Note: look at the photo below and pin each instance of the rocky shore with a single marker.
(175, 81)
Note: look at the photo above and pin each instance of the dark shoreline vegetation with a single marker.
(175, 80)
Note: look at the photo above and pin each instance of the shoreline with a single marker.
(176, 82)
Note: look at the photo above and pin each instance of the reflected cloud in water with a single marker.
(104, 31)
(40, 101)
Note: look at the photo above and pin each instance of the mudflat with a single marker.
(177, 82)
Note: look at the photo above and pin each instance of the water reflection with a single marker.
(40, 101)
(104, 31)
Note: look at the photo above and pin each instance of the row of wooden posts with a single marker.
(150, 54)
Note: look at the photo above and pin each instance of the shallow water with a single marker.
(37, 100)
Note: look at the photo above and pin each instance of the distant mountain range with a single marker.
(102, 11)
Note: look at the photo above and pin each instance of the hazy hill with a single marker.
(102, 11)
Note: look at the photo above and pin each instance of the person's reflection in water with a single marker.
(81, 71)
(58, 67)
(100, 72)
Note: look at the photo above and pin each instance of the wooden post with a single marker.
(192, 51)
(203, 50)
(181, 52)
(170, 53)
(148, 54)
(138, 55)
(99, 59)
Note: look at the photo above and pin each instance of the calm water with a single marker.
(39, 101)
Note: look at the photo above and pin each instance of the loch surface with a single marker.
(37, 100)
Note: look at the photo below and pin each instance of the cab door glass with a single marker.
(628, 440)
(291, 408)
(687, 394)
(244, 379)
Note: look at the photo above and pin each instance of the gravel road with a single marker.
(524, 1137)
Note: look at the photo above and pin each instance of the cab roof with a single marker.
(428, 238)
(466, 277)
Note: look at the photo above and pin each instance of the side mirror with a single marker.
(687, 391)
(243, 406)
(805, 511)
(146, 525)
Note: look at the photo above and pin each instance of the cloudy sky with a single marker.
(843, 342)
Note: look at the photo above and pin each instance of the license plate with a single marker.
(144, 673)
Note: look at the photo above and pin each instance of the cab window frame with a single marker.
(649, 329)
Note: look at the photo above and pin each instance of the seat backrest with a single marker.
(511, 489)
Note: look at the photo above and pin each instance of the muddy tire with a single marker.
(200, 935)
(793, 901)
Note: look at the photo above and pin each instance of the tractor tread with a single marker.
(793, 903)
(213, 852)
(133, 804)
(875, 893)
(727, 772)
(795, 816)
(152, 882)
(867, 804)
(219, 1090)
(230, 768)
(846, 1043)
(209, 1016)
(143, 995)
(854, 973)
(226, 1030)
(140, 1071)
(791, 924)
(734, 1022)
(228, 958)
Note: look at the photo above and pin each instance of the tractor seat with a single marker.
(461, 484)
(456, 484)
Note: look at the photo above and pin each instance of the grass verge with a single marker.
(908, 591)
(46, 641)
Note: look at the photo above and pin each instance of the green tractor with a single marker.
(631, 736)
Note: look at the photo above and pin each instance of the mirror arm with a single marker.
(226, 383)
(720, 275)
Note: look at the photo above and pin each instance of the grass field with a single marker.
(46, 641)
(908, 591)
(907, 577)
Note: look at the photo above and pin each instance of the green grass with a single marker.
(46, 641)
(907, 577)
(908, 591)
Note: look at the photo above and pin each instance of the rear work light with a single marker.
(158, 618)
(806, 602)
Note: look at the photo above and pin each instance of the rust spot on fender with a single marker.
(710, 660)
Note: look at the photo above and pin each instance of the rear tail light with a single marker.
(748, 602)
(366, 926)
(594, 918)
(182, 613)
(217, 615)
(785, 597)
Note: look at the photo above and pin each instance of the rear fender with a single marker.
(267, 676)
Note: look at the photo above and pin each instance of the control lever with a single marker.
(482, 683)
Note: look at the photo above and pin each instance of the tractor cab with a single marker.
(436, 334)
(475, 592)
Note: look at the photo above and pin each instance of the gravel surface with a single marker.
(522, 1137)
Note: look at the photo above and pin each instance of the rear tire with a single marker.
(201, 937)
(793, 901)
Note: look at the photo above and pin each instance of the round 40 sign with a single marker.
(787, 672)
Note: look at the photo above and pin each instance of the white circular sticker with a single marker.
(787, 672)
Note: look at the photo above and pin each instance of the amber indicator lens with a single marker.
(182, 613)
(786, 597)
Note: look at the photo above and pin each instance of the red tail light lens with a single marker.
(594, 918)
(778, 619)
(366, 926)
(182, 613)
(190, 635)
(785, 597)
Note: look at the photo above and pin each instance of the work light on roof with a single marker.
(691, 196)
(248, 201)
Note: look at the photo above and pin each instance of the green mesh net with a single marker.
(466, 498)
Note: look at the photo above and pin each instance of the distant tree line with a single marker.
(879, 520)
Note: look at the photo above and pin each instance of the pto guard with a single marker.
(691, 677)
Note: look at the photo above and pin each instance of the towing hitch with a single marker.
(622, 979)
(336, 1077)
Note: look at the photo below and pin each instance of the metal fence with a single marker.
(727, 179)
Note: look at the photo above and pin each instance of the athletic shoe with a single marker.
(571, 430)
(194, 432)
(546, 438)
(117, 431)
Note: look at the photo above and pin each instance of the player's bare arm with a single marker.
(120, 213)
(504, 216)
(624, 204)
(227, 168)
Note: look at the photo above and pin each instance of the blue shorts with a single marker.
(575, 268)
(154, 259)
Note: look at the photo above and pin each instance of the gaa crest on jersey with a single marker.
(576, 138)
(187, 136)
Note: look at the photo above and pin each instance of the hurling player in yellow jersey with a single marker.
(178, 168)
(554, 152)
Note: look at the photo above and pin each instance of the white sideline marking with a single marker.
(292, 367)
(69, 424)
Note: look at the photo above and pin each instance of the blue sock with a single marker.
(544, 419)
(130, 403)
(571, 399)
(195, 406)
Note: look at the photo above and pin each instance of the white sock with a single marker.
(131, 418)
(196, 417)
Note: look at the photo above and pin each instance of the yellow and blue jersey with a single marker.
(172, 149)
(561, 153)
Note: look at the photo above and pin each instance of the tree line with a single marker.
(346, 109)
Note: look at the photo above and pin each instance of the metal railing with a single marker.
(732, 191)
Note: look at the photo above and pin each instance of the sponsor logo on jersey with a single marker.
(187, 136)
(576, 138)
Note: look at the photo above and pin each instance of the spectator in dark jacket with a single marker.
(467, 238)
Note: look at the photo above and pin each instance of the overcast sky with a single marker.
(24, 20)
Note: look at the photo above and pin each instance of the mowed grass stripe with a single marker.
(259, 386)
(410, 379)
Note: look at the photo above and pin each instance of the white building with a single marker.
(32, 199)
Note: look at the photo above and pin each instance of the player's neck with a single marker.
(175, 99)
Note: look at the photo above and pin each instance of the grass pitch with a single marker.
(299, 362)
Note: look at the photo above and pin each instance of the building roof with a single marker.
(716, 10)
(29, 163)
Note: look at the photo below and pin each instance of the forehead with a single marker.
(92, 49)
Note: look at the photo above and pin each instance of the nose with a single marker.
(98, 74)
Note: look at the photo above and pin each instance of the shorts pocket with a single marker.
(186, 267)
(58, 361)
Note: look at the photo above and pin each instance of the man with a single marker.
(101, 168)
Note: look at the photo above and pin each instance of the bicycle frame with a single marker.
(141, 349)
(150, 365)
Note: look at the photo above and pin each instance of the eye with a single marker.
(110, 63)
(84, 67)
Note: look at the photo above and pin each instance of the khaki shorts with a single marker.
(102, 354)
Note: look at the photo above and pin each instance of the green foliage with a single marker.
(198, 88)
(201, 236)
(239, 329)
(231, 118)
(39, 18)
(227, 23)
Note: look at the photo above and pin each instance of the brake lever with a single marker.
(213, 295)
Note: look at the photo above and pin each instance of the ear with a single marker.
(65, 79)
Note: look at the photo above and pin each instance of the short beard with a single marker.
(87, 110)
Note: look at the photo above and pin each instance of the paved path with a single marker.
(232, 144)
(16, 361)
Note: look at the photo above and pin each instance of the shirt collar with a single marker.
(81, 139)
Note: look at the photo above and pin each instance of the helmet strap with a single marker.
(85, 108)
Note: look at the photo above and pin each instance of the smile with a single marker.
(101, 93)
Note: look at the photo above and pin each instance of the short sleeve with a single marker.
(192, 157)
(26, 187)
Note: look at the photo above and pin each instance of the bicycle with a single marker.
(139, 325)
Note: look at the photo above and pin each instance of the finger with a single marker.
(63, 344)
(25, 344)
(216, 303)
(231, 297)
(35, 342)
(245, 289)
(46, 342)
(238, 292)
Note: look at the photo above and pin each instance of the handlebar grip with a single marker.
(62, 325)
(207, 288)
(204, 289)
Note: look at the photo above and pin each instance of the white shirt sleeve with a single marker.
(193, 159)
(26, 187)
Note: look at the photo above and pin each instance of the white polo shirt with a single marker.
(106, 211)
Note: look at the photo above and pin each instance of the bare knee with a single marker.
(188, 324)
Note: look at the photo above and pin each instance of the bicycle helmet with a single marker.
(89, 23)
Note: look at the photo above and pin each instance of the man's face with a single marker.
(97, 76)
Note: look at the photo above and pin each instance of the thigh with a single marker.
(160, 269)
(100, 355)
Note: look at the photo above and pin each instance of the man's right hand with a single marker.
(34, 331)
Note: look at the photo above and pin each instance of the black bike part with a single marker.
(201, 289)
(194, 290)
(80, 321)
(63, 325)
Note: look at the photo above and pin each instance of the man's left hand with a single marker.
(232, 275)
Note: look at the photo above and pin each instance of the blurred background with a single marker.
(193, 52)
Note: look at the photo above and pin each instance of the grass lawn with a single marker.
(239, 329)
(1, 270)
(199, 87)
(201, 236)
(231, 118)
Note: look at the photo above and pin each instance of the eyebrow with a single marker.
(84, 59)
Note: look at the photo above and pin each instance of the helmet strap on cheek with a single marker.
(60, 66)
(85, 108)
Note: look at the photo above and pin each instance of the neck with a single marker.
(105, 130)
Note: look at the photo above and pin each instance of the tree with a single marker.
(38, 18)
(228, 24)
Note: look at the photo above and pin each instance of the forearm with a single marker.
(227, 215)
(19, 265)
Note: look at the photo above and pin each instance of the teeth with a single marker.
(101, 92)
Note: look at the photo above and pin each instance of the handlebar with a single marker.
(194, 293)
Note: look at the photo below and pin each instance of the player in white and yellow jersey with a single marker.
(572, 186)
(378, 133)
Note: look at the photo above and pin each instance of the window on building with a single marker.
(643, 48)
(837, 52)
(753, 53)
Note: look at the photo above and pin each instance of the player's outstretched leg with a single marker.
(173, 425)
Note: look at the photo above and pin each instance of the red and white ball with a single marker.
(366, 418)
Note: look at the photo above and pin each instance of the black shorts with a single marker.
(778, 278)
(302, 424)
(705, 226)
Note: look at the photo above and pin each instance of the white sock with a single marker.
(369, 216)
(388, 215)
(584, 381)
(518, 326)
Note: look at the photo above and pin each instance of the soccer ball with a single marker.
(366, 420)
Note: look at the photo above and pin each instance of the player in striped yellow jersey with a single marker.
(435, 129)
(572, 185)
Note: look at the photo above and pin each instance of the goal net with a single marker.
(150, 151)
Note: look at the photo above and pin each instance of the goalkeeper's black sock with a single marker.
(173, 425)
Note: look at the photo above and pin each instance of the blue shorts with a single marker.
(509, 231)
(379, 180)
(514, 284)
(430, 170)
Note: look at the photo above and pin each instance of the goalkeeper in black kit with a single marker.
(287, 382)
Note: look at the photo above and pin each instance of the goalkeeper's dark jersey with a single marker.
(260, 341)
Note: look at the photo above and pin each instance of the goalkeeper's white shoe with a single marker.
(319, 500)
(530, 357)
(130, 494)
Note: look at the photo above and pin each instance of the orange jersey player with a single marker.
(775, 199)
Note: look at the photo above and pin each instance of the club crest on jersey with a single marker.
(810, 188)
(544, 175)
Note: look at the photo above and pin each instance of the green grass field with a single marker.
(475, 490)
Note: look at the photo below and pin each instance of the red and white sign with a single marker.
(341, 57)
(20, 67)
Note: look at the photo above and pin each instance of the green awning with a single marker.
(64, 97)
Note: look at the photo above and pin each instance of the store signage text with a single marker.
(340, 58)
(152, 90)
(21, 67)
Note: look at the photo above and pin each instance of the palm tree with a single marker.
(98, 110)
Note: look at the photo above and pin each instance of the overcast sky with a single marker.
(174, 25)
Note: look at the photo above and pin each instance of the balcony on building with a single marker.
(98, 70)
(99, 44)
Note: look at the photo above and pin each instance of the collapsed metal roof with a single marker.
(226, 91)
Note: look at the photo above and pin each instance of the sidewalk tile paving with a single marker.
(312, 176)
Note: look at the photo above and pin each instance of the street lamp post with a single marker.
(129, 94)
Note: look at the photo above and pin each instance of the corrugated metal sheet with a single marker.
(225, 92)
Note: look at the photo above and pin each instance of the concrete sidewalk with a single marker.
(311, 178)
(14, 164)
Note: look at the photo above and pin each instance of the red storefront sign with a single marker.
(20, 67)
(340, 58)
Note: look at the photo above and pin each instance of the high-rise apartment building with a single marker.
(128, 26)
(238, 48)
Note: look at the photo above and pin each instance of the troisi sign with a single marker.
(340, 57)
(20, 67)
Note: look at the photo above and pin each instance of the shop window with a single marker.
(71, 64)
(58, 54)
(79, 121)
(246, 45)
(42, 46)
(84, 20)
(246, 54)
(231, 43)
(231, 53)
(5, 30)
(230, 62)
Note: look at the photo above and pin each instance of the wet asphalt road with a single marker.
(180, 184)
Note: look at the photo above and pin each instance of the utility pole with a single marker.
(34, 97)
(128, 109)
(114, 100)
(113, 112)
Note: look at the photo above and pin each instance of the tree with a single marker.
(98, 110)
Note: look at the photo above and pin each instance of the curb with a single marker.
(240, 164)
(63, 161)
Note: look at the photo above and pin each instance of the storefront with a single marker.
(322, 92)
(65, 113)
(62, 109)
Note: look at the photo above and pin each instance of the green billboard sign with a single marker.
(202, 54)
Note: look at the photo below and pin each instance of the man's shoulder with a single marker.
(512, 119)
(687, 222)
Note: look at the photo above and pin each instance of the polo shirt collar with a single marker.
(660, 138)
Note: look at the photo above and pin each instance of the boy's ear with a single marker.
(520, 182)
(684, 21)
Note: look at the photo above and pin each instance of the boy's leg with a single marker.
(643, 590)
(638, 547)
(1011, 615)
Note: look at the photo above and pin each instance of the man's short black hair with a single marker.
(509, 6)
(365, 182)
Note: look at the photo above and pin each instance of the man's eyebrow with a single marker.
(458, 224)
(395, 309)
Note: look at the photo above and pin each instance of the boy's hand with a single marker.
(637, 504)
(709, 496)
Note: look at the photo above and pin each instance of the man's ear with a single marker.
= = =
# TASK DETAILS
Beginning with the line that contains "curb with a single marker.", repeat every line through the end of the records and nothing more.

# SOLUTION FOR THIS EXERCISE
Note: look at the photo above and pin each instance of the curb with a single marker.
(240, 164)
(63, 161)
Note: look at the photo above and pin each instance of the storefront with a single marker.
(322, 92)
(65, 113)
(62, 109)
Note: look at the photo above and pin each instance of the green billboard sign with a single marker.
(202, 54)
Note: look at the photo below and pin each instance of the man's shoulder with a single marker.
(512, 119)
(687, 222)
Note: look at the photo above and pin each instance of the polo shirt collar with a single marker.
(660, 138)
Note: look at the photo above and pin each instance of the boy's ear with a single marker.
(520, 182)
(684, 21)
Note: look at the photo above and pin each instance of the boy's leg with a single marker.
(643, 590)
(638, 547)
(1011, 615)
Note: look at the photo above and pin each instance of the man's short black hair with a single marker.
(509, 6)
(365, 182)
Note: look at the photo above and pin each instance of the man's eyebrow with a single marker.
(458, 224)
(395, 309)
Note: look at the photo above and pin each instance of the boy's hand with a single marker.
(637, 504)
(709, 496)
Note: look at the photo above and pin each instance of the man's ear with a single marker.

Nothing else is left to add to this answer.